Content starts
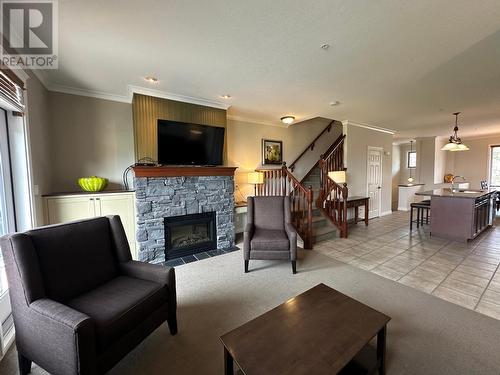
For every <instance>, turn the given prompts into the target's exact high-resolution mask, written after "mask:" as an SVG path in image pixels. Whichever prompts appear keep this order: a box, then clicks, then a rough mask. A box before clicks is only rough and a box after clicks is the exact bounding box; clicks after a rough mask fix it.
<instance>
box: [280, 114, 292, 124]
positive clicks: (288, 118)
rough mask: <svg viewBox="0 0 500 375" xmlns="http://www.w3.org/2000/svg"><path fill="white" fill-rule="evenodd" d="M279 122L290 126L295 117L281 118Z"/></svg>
mask: <svg viewBox="0 0 500 375" xmlns="http://www.w3.org/2000/svg"><path fill="white" fill-rule="evenodd" d="M280 120H281V122H282V123H283V124H287V125H290V124H291V123H292V122H294V121H295V117H294V116H283V117H282V118H281V119H280Z"/></svg>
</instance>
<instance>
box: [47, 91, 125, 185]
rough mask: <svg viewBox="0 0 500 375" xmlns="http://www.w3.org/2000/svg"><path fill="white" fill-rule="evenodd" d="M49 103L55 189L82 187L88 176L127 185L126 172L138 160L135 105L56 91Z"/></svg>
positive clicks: (119, 183)
mask: <svg viewBox="0 0 500 375" xmlns="http://www.w3.org/2000/svg"><path fill="white" fill-rule="evenodd" d="M49 105H50V122H51V123H50V137H51V139H52V142H53V145H54V147H53V149H52V150H51V152H50V157H51V163H52V168H53V173H52V184H51V188H52V190H53V191H75V190H80V188H79V186H78V184H77V179H78V178H79V177H85V176H100V177H105V178H108V179H109V185H108V187H107V189H119V188H123V185H122V173H123V171H124V170H125V168H127V167H128V166H129V165H131V164H133V163H134V136H133V127H132V105H131V104H128V103H120V102H115V101H110V100H103V99H96V98H90V97H85V96H78V95H70V94H62V93H56V92H50V96H49ZM46 136H47V135H46Z"/></svg>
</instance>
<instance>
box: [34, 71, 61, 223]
mask: <svg viewBox="0 0 500 375" xmlns="http://www.w3.org/2000/svg"><path fill="white" fill-rule="evenodd" d="M28 74H29V76H30V78H29V79H28V80H27V82H26V90H27V105H28V114H27V116H26V121H27V125H28V126H27V128H28V133H29V139H30V152H31V160H30V161H31V170H32V186H37V187H38V194H37V195H36V196H35V197H34V208H35V224H36V225H42V224H43V205H42V198H41V195H42V194H46V193H50V192H51V191H52V186H51V182H52V162H51V154H52V153H53V144H52V142H51V139H52V137H51V131H50V121H49V112H50V109H49V92H48V91H47V90H46V89H45V87H44V86H43V85H42V84H41V82H40V81H39V80H38V78H37V77H36V76H35V75H34V74H33V73H32V72H28ZM68 156H70V155H66V156H65V157H68Z"/></svg>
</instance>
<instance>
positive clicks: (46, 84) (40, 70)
mask: <svg viewBox="0 0 500 375" xmlns="http://www.w3.org/2000/svg"><path fill="white" fill-rule="evenodd" d="M31 73H33V74H34V75H35V77H36V78H38V80H39V81H40V82H41V83H42V85H43V87H45V88H46V89H47V90H48V89H49V79H48V78H47V73H45V70H42V69H32V70H31Z"/></svg>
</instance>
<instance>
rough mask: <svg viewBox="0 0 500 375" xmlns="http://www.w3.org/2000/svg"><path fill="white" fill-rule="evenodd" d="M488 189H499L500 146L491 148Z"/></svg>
mask: <svg viewBox="0 0 500 375" xmlns="http://www.w3.org/2000/svg"><path fill="white" fill-rule="evenodd" d="M490 168H491V169H490V188H500V146H491V160H490Z"/></svg>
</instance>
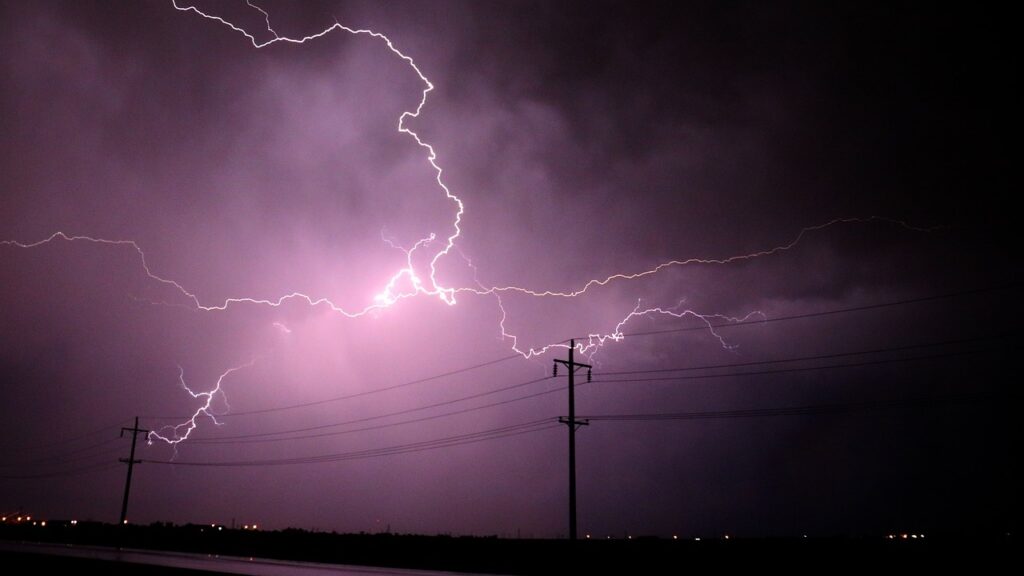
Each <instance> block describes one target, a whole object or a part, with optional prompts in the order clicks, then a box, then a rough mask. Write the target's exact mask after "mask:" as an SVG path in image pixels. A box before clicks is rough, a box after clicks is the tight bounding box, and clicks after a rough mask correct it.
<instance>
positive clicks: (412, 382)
mask: <svg viewBox="0 0 1024 576" xmlns="http://www.w3.org/2000/svg"><path fill="white" fill-rule="evenodd" d="M516 358H522V357H521V356H519V355H517V354H516V355H512V356H505V357H502V358H496V359H494V360H488V361H486V362H481V363H479V364H474V365H472V366H467V367H465V368H459V369H456V370H450V371H447V372H442V373H440V374H434V375H433V376H426V377H424V378H417V379H415V380H409V381H406V382H401V383H398V384H392V385H390V386H384V387H383V388H374V389H372V390H364V392H358V393H353V394H347V395H343V396H336V397H333V398H325V399H323V400H313V401H311V402H302V403H298V404H289V405H285V406H274V407H269V408H260V409H256V410H245V411H242V412H231V413H229V414H217V417H218V418H220V417H224V416H249V415H253V414H267V413H270V412H282V411H285V410H295V409H298V408H309V407H311V406H321V405H323V404H330V403H333V402H341V401H343V400H352V399H354V398H362V397H365V396H371V395H374V394H380V393H385V392H390V390H393V389H398V388H403V387H407V386H412V385H414V384H422V383H424V382H430V381H432V380H437V379H440V378H446V377H449V376H455V375H458V374H462V373H464V372H469V371H471V370H476V369H478V368H484V367H487V366H493V365H495V364H500V363H502V362H507V361H509V360H514V359H516ZM187 417H188V416H143V418H145V419H148V420H176V419H180V418H187Z"/></svg>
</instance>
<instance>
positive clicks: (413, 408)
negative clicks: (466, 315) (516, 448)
Content ends
**WHAT YOU NEED TO DO**
Write out the records above exactly. Pictures do not belong in the copy.

**THE ANSWER**
For every <instance>, turn the given prompts into the target's exact high-resolution mask, written after "mask:" as an SVG path in image pixels. Whichever prompts appear keep this order: a box, then clicks, then a rough mask. A box before clicks is only rough and a box after clicks is the exact bounding box; clicks after a rough mask fix it.
<instance>
box: [280, 114, 292, 124]
positive clicks: (288, 118)
rough mask: <svg viewBox="0 0 500 375" xmlns="http://www.w3.org/2000/svg"><path fill="white" fill-rule="evenodd" d="M279 122L290 126L295 117L281 118Z"/></svg>
mask: <svg viewBox="0 0 500 375" xmlns="http://www.w3.org/2000/svg"><path fill="white" fill-rule="evenodd" d="M280 120H281V122H282V123H283V124H287V125H290V124H291V123H292V122H294V121H295V117H294V116H283V117H282V118H281V119H280Z"/></svg>
</instance>
<instance>
box: [47, 91, 125, 185]
rough mask: <svg viewBox="0 0 500 375" xmlns="http://www.w3.org/2000/svg"><path fill="white" fill-rule="evenodd" d="M49 103L55 189L82 187L88 176L127 185L126 172L138 160L135 105L56 91Z"/></svg>
positive clicks: (119, 183)
mask: <svg viewBox="0 0 500 375" xmlns="http://www.w3.org/2000/svg"><path fill="white" fill-rule="evenodd" d="M49 105H50V122H51V123H50V137H51V139H52V142H53V145H54V147H53V149H52V150H51V152H50V157H51V163H52V168H53V173H52V184H51V188H52V190H53V191H75V190H80V188H79V186H78V184H77V179H78V178H79V177H85V176H100V177H105V178H108V179H109V185H108V187H107V189H119V188H123V185H122V173H123V171H124V170H125V168H127V167H128V166H129V165H131V164H133V163H134V136H133V127H132V105H131V104H128V103H120V102H115V101H110V100H103V99H96V98H90V97H85V96H78V95H70V94H62V93H56V92H50V96H49ZM46 136H47V135H46Z"/></svg>
</instance>
<instance>
box: [34, 71, 61, 223]
mask: <svg viewBox="0 0 500 375" xmlns="http://www.w3.org/2000/svg"><path fill="white" fill-rule="evenodd" d="M28 74H29V76H30V78H29V79H28V80H27V82H26V90H27V105H28V114H27V116H26V121H27V125H28V126H27V128H28V133H29V139H30V152H31V160H30V161H31V170H32V186H37V187H38V194H37V195H36V196H35V197H34V208H35V224H36V225H42V224H43V205H42V198H41V195H42V194H46V193H50V192H51V191H52V186H51V182H52V162H51V154H52V153H53V144H52V142H51V139H52V137H51V131H50V121H49V112H50V109H49V92H48V91H47V90H46V89H45V87H44V86H43V85H42V84H41V82H40V81H39V80H38V78H37V77H36V76H35V75H34V74H33V73H32V72H28ZM68 156H70V155H66V156H65V157H68Z"/></svg>
</instance>
<instance>
positive clicks: (46, 84) (40, 70)
mask: <svg viewBox="0 0 500 375" xmlns="http://www.w3.org/2000/svg"><path fill="white" fill-rule="evenodd" d="M31 73H33V74H34V75H35V77H36V78H38V80H39V81H40V82H41V83H42V85H43V87H45V88H46V89H47V90H48V89H49V79H48V78H47V73H45V70H42V69H32V70H31Z"/></svg>
</instance>
<instance>
rough mask: <svg viewBox="0 0 500 375" xmlns="http://www.w3.org/2000/svg"><path fill="white" fill-rule="evenodd" d="M488 189H499L500 146L491 148Z"/></svg>
mask: <svg viewBox="0 0 500 375" xmlns="http://www.w3.org/2000/svg"><path fill="white" fill-rule="evenodd" d="M490 168H491V169H490V188H500V146H491V160H490Z"/></svg>
</instance>
Each <instance> block describes one target, a whole object or a part, with optional prompts in the order clicks, then a box, then a rough mask. Write the target's exact mask after "mask:" as an SVG path in image pixels. A box before clicks is rough, a box after clicks is the tight bounding box, and clicks after a rough mask correct it.
<instance>
positive clicks: (412, 382)
mask: <svg viewBox="0 0 1024 576" xmlns="http://www.w3.org/2000/svg"><path fill="white" fill-rule="evenodd" d="M516 358H522V357H521V356H519V355H517V354H516V355H512V356H505V357H502V358H496V359H494V360H488V361H486V362H481V363H479V364H474V365H472V366H467V367H465V368H459V369H456V370H450V371H447V372H442V373H440V374H434V375H433V376H426V377H424V378H417V379H415V380H409V381H406V382H401V383H398V384H392V385H390V386H384V387H383V388H374V389H372V390H364V392H358V393H353V394H347V395H343V396H336V397H333V398H325V399H323V400H313V401H311V402H302V403H298V404H289V405H285V406H274V407H269V408H260V409H256V410H245V411H242V412H231V413H229V414H217V417H218V418H220V417H224V416H249V415H253V414H267V413H270V412H282V411H285V410H295V409H298V408H309V407H311V406H321V405H323V404H330V403H333V402H341V401H343V400H352V399H354V398H362V397H365V396H371V395H374V394H380V393H385V392H390V390H393V389H398V388H403V387H407V386H412V385H414V384H422V383H424V382H430V381H432V380H437V379H440V378H446V377H449V376H455V375H458V374H462V373H464V372H469V371H471V370H476V369H478V368H484V367H487V366H493V365H495V364H500V363H502V362H507V361H509V360H514V359H516ZM187 417H188V416H143V418H145V419H148V420H176V419H180V418H187Z"/></svg>
</instance>
<instance>
positive clicks: (413, 408)
negative clicks: (466, 315) (516, 448)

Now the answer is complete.